_WHAT YOU NEED TO DO:_
Rewrite the hefeweizen passage between "Inventors Brewpub has" and "and clove character.", inclusive, changing "Willi Becher glass" to "shaker pint".

GIVEN PASSAGE: Begin

Germans have perfected the wheat beer style known as hefeweizen or sometime hefeweiss. Hefe means yeast and weizen means wheat, (weiss means white). This beer is cloudy due to the yeast that is still in suspension. If it's really yeasty, the light won't penetrate and bounces off thus nearly "white" and that's where that part of the name comes.
The characteristics of hefeweizen come from the basic ingredients of water, malt (barley and wheat), hops and yeast. The wheat for instance it chocked full of proteins which aid in head retention and some beers have a huge head! There aren't many if any specialty grains, so the beer is very light in color. The hops are always nobel hops like Tettnanger or Halletauer or derivatives of these. Finally the yeast is what makes this beer truly unique. yeast is phenol positive which means it creates phenols. In some beers medicine and plastic would be undesirable phenols, but in this case due to the presence of ferulic acid, the yeast will convert this into the characteristic clove flavor (4-vinyl guaiacol). The other notable flavor is banana! Really! The same ester (isoamyl acetate) found in the fruit can be coaxed out of yeast if done with the right temperature, mash profile, and pitch rate (amount of yeast you feed the wort).
Inventors Brewpub has a hefeweizen called "Ozaukee Wheat" and is typically around 5.0% ABV and 18 IBUs. It's quite authentic but served in our Willi Becher glass which is not. The traditional wheat beer glass is very tall and bulbous at the top, with plenty of space to hold the tall foamy head. Americans like to serve with a lemon wedge, unless a customer asks, we don't serve with a lemon because the citrus oils will affect the head and the glass. Besides, then you won't have a chance to appreciate the subtle banana and clove character.

GIVEN PASSAGE: End
PROVIDED RECORDS: Begin

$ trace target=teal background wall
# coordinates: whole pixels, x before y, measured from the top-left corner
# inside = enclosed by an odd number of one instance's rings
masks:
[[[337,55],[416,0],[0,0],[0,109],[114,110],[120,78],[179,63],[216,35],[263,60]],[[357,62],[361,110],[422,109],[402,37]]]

PROVIDED RECORDS: End

_WRITTEN REPLY:_
Inventors Brewpub has a hefeweizen called "Ozaukee Wheat" and is typically around 5.0% ABV and 18 IBUs. It's quite authentic but served in our shaker pint which is not. The traditional wheat beer glass is very tall and bulbous at the top, with plenty of space to hold the tall foamy head. Americans like to serve with a lemon wedge, unless a customer asks, we don't serve with a lemon because the citrus oils will affect the head and the glass. Besides, then you won't have a chance to appreciate the subtle banana and clove character.